§ **Exercícios**:
1. Extraia do texto sobre a sucessão na Câmara o trecho que vai de "O simulacro de" a "com muitas reservas.".
2. Como fica, de forma mais curta e com os fatos principais, o parágrafo do texto sobre a sucessão na Câmara que começa com "Os riscos das eleições no Congresso"?
3. Prossiga o texto sobre a sucessão na Câmara a partir de onde ele termina.

§ **Texto base**:
Um salto na câmara escura

Jair Bolsonaro e o dilema da sucessão na Câmara - Foto Orlando Brito

O simulacro de governo optou por mergulhar de cabeça na disputa das presidências do Congresso Nacional, uma das temerárias armadilhas políticas de todos os tempos. Mais comedido no Senado, Bolsonaro investe explicitamente em Arthur Lira para comandar a Câmara depois dos recorrentes atritos com Rodrigo Maia. Da perspectiva institucional, para quem tem índole golpista e pretendia deslegitimar ou fechar instituições há pouco tempo, a rendição democrática pode até ser vista como progresso, mas sempre com muitas reservas.

Os riscos das eleições no Congresso são elevados. Para garantir uma relativa tranquilidade nos próximos dois anos, o Executivo investe na puída fisiologia. Terá de entregar os dedos e anéis antecipadamente correndo o risco de inflacionar e nunca mais fechar balcão de negócios. Outra ameaça são as tradicionais traições no voto secreto.

§ **Dados apresentados**:
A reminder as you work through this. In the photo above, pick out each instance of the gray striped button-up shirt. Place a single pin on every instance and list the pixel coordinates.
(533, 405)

§ **Respostas**:
1.
O simulacro de governo optou por mergulhar de cabeça na disputa das presidências do Congresso Nacional, uma das temerárias armadilhas políticas de todos os tempos. Mais comedido no Senado, Bolsonaro investe explicitamente em Arthur Lira para comandar a Câmara depois dos recorrentes atritos com Rodrigo Maia. Da perspectiva institucional, para quem tem índole golpista e pretendia deslegitimar ou fechar instituições há pouco tempo, a rendição democrática pode até ser vista como progresso, mas sempre com muitas reservas.

2. As eleições no Congresso trazem riscos elevados. Para ter relativa tranquilidade nos próximos dois anos, o Executivo aposta na fisiologia. Terá de ceder muito antecipadamente, com o risco de inflacionar um balcão de negócios que talvez nunca mais se feche. Há ainda a ameaça das tradicionais traições no voto secreto.

3.
Maia na campanha de Baleia – Foto Orlando Brito

Politicamente alguns fatores marcarão a disputa. Do lado governista, Arthur Lira tem muitos passivos éticos para explicar e contas para acertar em um colégio eleitoral viciado no toma lá dá cá, que o capitão fingia reprovar na campanha. Baleia Rossi, candidato de Maia, aglutinou a oposição, parte do centro e larga de uma agenda de fortalecimento da democracia, direitos sociais e compromissos com Comissões Parlamentares de Inquérito, que têm potencial para desestabilizar governos. Pela proximidade com ex-presidente Michel Temer, Rossi enfrenta a desconfiança de alguns setores petistas em razão do processo de impeachment de Dilma Roussef. Mas na eleição da mesa da Câmara vem prevalecendo a lógica do pleito municipal de algumas capitais, como Rio de Janeiro e Fortaleza. Todos unidos para derrotar Jair Bolsonaro.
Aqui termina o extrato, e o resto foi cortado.